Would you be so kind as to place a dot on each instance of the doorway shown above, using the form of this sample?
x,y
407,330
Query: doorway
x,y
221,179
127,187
::::::
Exercise prompt: In the answer, each line of the data must appear exactly as written.

Output below:
Would you be so kind as to place a dot on each instance of the doorway shown above, using the form of this sample?
x,y
407,330
Query: doorway
x,y
221,179
127,187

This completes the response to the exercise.